EXERCISE DESCRIPTION: Copy the records below word for word, beginning at the line that contains "Q: Point to the claw" and stopping after the last line of the records. Leave the pictures out of your copy.

****************

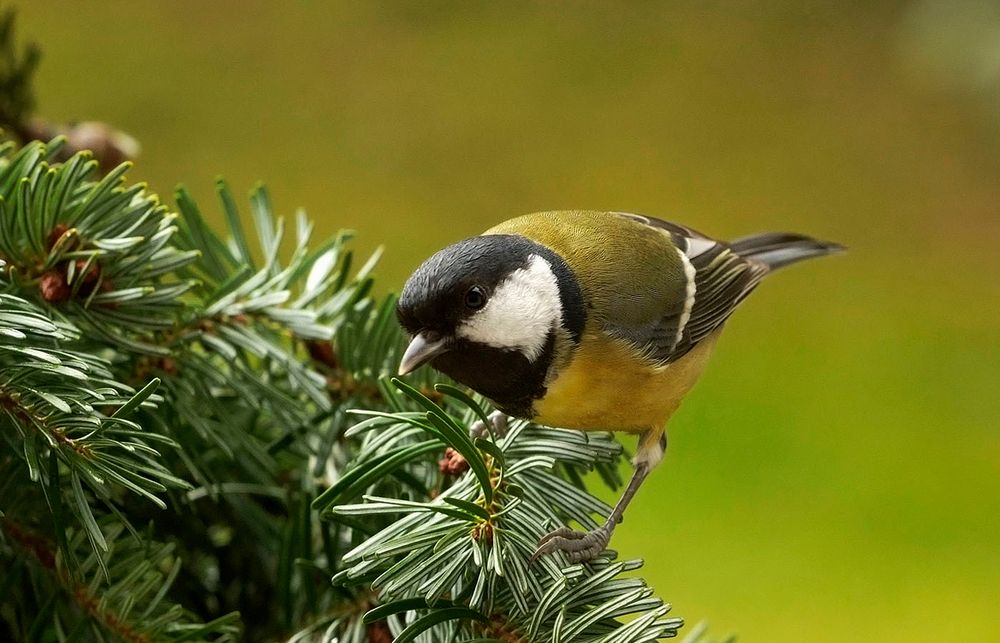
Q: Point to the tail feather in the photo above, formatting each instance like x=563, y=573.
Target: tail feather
x=778, y=249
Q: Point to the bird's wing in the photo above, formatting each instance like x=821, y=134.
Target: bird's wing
x=717, y=280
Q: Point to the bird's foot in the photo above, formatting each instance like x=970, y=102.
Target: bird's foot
x=578, y=546
x=499, y=422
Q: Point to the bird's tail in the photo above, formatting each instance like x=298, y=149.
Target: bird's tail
x=778, y=249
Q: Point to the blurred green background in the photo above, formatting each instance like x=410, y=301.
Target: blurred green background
x=835, y=475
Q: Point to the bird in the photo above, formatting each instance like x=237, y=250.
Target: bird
x=588, y=320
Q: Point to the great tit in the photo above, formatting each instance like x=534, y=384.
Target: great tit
x=586, y=320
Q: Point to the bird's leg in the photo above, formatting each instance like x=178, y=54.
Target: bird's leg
x=499, y=422
x=583, y=546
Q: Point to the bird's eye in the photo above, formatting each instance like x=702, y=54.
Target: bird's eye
x=475, y=298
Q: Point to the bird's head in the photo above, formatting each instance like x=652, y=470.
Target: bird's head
x=488, y=311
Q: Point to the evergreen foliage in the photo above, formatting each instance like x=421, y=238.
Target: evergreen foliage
x=201, y=441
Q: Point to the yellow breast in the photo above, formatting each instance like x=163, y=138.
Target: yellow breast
x=608, y=386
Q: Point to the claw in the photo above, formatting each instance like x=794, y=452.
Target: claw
x=578, y=546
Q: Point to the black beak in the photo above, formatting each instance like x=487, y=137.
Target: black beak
x=425, y=346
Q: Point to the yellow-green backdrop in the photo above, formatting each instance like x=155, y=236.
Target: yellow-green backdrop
x=836, y=474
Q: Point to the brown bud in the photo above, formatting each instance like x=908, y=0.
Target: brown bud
x=91, y=275
x=58, y=230
x=111, y=147
x=379, y=632
x=453, y=463
x=53, y=287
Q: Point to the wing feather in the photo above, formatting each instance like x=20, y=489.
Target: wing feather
x=722, y=279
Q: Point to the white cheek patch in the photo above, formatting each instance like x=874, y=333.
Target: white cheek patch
x=520, y=313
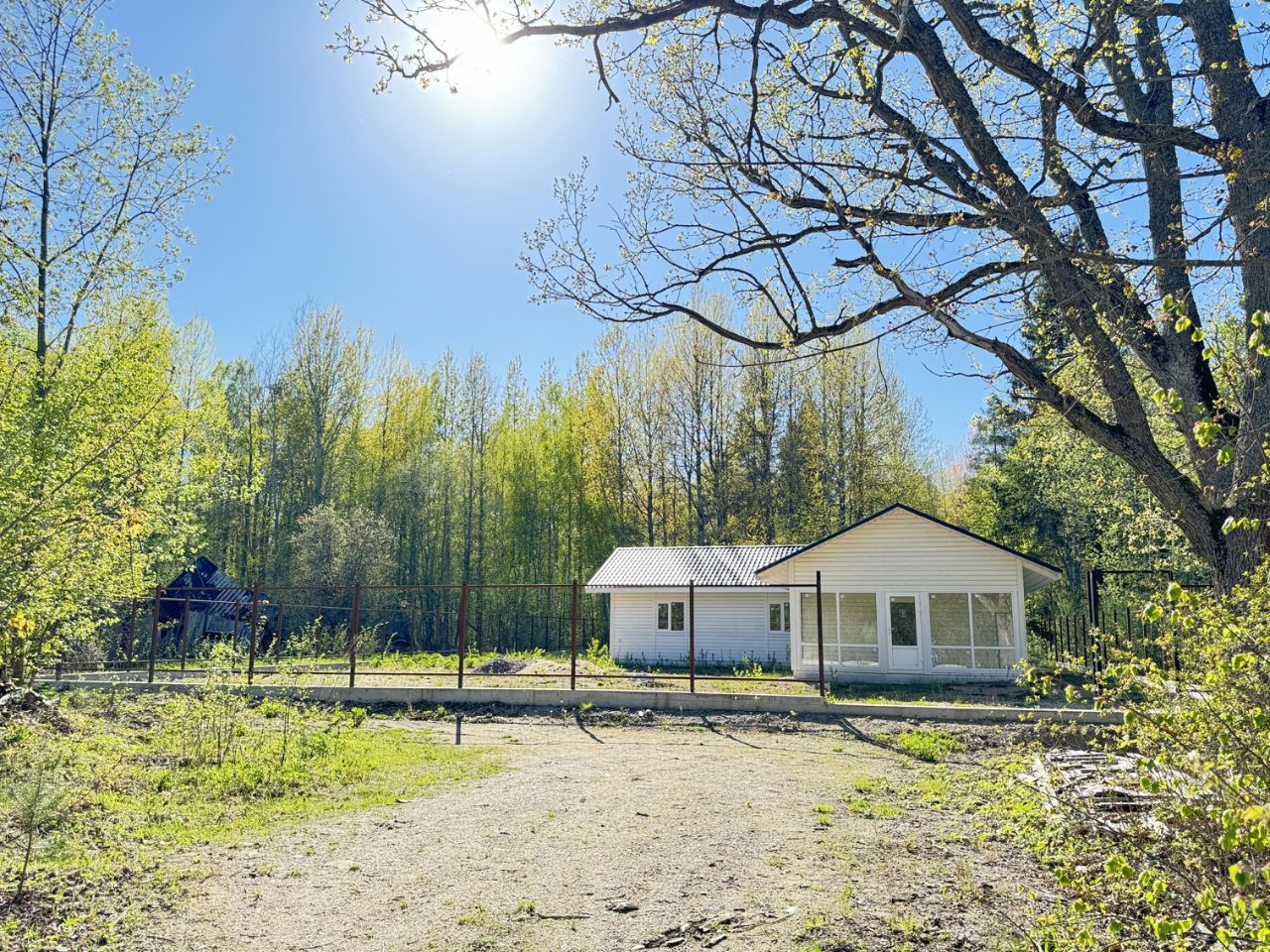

****************

FULL RESPONSE:
Q: Point to the claw in the photo above, formatting each instance like x=794, y=452.
Target: claw
x=578, y=546
Q: Point to the black beak in the photo above, formatting each instance like x=487, y=137.
Target: black beak
x=425, y=346
Q: Point to the yellow-green backdrop in the photo above, formatting each instance like x=155, y=236.
Target: yellow-green backdrop
x=836, y=474
Q: Point to the brown bud in the photo above, formatting each instance like x=908, y=0.
Target: brown bud
x=91, y=275
x=58, y=230
x=111, y=147
x=379, y=632
x=453, y=463
x=53, y=287
Q: Point to the wing feather in the photo above, formatting each instance like x=20, y=489.
Target: wing feather
x=722, y=279
Q: Point to the white cheek patch in the photo above, formatting each instance like x=874, y=333.
Target: white cheek patch
x=520, y=313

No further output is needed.